- **Work required**
Which lines in the material below contain the string "target" with matching case? Pick out each one and copy it in full.

- **Stored records**
::::::::::

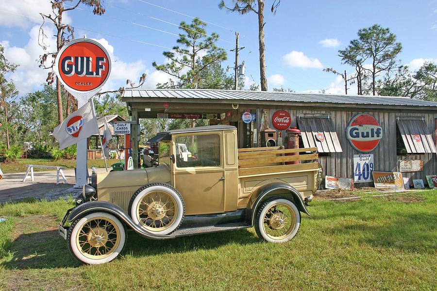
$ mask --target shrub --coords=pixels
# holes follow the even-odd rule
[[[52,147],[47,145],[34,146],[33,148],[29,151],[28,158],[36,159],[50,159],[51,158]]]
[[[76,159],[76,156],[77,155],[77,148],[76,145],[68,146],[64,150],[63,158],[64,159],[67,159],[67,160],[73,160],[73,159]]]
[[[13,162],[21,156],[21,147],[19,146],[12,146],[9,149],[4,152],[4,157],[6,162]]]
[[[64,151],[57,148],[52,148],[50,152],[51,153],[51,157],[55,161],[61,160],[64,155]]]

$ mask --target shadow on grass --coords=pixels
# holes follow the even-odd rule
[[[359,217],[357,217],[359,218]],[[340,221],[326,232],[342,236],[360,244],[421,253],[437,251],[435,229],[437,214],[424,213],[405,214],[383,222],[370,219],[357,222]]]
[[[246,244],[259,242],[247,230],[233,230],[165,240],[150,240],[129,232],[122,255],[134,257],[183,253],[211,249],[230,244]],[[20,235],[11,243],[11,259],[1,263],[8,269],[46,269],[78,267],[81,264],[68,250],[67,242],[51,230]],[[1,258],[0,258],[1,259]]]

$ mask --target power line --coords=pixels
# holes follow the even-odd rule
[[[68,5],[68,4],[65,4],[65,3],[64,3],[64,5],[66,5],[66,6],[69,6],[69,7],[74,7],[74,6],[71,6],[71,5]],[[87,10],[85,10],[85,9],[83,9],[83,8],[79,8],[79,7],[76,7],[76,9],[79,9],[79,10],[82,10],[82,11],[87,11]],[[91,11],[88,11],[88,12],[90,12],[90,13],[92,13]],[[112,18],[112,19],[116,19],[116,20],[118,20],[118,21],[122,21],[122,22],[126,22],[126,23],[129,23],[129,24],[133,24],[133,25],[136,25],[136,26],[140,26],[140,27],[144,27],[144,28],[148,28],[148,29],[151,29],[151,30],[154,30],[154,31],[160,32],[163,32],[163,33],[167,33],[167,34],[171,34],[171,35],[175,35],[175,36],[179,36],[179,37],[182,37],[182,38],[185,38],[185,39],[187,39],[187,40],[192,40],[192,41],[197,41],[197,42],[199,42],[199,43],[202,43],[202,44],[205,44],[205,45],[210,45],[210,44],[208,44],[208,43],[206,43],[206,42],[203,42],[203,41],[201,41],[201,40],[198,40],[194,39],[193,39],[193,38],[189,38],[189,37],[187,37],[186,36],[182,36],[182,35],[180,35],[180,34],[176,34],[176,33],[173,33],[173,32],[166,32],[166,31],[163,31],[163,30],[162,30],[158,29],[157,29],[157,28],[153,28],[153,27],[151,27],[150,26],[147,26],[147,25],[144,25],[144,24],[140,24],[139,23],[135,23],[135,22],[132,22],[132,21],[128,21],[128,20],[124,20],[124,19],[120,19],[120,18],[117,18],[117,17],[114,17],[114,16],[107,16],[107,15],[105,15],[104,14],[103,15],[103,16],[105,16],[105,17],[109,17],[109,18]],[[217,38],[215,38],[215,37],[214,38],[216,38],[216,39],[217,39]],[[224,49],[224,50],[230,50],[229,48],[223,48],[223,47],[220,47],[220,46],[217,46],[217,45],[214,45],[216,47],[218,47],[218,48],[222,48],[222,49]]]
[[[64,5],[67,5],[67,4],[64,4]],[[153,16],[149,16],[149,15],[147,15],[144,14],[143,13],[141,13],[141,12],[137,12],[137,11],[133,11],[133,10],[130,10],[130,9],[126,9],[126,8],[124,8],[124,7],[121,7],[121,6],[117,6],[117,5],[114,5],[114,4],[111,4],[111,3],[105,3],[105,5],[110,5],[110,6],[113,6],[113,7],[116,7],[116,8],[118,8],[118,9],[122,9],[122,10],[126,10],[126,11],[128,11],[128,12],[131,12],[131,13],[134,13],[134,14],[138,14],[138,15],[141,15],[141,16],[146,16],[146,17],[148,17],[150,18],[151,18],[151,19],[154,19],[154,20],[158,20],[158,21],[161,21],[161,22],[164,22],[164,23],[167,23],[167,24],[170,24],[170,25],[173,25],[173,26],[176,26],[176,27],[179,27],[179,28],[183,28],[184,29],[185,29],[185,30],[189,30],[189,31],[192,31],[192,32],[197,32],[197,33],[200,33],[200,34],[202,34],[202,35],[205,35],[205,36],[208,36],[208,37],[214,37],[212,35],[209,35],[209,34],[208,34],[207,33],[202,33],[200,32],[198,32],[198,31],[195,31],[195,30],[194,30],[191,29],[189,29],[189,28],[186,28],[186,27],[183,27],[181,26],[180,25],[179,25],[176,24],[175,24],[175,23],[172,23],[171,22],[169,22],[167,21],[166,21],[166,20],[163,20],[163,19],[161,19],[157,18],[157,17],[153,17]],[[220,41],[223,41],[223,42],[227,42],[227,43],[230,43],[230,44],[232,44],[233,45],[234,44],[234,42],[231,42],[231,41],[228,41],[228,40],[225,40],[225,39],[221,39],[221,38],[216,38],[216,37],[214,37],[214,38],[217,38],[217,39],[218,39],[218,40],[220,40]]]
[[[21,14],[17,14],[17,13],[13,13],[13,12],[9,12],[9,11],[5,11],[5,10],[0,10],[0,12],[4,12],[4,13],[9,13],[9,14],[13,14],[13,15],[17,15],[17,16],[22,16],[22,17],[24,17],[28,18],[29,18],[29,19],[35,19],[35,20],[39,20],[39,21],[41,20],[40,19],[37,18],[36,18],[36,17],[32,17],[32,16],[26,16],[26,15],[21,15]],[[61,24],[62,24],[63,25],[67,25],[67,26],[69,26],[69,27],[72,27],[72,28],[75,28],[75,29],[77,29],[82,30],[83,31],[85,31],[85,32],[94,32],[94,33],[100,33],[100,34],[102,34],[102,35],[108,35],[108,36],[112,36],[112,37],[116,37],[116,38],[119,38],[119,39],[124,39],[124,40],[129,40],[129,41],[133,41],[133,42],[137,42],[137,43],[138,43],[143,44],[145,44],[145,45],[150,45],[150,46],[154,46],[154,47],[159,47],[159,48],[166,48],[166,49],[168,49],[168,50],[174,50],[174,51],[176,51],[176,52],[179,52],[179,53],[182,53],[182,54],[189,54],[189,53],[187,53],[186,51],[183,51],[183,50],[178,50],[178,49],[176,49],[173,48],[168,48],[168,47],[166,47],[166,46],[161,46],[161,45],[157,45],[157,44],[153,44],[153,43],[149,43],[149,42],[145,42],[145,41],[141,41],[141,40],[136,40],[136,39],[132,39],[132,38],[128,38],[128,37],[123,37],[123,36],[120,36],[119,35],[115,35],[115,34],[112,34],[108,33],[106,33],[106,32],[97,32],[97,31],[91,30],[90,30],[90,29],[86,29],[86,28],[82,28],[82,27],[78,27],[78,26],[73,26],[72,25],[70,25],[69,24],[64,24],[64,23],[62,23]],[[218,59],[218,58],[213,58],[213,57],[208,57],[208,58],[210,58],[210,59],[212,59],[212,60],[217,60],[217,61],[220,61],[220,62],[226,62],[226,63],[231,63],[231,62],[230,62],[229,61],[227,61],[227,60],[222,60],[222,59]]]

::::::::::

- **Task response**
$ mask --target shrub --coords=pixels
$ mask --target shadow on grass --coords=pixels
$ mask --target power line --coords=pixels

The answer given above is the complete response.